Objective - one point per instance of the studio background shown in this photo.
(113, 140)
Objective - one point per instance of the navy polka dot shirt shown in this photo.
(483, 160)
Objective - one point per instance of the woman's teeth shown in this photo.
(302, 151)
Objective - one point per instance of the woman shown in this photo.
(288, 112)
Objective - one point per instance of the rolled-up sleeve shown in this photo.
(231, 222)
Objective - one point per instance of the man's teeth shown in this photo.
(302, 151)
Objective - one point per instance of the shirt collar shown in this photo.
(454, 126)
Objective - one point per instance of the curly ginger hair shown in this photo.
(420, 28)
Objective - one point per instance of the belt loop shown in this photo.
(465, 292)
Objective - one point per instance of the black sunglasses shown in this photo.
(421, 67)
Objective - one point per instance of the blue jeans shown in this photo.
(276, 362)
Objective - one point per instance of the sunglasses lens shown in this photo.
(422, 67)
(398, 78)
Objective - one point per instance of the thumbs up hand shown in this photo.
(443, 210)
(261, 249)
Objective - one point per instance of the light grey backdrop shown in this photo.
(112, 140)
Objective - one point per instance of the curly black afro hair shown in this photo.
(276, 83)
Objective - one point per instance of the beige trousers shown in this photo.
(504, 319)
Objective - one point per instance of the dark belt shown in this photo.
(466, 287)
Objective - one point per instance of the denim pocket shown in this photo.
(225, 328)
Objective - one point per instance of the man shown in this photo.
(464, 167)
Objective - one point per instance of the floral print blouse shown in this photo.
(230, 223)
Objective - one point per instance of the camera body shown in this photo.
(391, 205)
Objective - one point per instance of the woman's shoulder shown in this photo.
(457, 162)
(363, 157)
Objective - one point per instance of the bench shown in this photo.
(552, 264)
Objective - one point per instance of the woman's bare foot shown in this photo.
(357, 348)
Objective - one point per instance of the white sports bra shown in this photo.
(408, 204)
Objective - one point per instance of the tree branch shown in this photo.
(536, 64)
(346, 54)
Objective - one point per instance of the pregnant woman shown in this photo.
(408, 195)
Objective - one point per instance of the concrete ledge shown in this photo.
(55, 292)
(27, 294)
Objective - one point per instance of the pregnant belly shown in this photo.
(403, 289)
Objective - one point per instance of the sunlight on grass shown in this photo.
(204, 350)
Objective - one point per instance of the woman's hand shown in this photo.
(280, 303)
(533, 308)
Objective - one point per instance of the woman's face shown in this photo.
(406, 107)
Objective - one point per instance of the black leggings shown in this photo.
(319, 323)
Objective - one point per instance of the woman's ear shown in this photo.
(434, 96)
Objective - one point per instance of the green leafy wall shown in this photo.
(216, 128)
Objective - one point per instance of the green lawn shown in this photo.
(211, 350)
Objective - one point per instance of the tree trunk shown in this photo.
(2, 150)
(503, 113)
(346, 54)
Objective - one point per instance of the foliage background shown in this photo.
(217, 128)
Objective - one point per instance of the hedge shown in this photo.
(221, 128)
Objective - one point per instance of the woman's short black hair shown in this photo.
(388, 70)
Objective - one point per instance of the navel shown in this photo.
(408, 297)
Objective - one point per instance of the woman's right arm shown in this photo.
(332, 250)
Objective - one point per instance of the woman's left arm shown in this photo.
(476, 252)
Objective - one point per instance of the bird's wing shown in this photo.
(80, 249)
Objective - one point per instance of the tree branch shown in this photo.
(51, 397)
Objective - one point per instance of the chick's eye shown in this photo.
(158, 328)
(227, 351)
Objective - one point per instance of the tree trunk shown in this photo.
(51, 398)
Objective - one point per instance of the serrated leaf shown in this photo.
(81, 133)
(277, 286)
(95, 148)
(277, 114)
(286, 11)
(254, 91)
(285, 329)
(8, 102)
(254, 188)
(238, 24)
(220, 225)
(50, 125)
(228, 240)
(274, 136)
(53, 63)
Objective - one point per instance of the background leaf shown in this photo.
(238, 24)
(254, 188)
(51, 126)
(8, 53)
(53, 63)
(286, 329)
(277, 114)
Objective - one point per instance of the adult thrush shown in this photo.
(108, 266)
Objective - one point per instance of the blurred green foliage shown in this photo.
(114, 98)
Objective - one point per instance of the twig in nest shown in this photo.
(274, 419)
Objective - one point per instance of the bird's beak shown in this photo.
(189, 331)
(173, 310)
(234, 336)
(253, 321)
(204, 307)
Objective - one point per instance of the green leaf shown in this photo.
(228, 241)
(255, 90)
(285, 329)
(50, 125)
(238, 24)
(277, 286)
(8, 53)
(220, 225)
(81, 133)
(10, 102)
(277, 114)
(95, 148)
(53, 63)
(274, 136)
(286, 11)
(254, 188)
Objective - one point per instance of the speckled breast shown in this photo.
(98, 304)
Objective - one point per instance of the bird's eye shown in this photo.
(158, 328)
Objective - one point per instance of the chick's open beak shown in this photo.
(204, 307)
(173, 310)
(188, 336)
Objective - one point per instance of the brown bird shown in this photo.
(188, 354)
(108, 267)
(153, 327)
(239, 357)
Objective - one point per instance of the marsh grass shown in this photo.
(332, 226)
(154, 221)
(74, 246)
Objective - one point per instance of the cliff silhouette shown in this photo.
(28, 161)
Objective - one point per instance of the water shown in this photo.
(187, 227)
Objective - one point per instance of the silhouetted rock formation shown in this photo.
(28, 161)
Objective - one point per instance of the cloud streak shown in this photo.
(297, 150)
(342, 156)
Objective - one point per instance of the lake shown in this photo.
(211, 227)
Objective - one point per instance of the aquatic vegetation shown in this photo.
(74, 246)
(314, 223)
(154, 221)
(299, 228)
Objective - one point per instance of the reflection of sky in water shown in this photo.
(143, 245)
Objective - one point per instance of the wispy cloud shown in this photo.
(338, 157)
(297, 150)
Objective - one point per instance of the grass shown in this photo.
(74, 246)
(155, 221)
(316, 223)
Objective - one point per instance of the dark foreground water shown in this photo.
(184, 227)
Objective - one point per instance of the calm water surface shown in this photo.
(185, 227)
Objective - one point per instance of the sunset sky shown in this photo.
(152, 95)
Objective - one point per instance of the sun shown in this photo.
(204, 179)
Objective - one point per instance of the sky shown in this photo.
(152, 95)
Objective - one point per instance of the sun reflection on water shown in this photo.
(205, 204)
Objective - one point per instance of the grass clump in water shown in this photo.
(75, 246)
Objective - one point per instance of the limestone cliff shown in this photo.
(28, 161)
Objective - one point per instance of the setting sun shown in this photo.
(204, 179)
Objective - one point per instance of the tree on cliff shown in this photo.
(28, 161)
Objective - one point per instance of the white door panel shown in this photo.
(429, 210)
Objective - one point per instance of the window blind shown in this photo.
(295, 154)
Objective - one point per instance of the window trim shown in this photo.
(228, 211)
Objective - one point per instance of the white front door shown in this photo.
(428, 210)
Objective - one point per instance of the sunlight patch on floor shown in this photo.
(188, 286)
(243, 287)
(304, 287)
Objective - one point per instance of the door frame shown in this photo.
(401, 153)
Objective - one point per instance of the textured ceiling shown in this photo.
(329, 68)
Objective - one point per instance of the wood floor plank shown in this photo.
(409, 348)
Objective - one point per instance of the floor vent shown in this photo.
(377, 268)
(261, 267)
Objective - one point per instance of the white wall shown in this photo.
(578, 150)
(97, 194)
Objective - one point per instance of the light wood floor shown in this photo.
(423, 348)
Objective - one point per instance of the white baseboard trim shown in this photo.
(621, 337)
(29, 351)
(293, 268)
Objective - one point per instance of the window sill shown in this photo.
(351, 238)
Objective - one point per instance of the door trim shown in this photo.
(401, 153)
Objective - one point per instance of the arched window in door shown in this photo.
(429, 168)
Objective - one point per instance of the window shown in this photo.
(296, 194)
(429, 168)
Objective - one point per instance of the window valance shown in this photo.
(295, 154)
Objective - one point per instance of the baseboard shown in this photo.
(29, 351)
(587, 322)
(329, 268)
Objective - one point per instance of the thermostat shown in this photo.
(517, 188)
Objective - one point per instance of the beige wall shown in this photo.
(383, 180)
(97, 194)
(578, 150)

****************

Begin with the line that contains "Objective - one point per instance of the wood" and end with the last line of the records; set down every line in that span exactly, and nothing else.

Correct answer |
Objective - one point per instance of the wood floor plank shown in this photo.
(409, 348)
Objective - one point per instance of the floor vent shown in this photo.
(377, 268)
(261, 267)
Objective - one point per instance of the white wall shown in this photo.
(578, 150)
(97, 194)
Objective - one point per instance of the light wood floor shown in this photo.
(423, 348)
Objective - one point per instance of the white baseboard trim shown in this photo.
(621, 337)
(29, 351)
(293, 268)
Objective - one point per instance of the window sill shown in this photo.
(351, 238)
Objective - one point per instance of the door trim shown in this photo.
(401, 153)
Objective - one point per instance of the arched window in door shown in this photo.
(429, 168)
Objective - one point per instance of the window shown in this photo.
(296, 194)
(429, 168)
Objective - one point per instance of the window valance shown in this photo.
(295, 154)
Objective - one point per instance of the baseboard shown in this photo.
(29, 351)
(587, 322)
(329, 268)
Objective - one point per instance of the thermostat shown in this photo.
(517, 188)
Objective - one point per instance of the beige wall shown in this photo.
(383, 180)
(97, 194)
(578, 150)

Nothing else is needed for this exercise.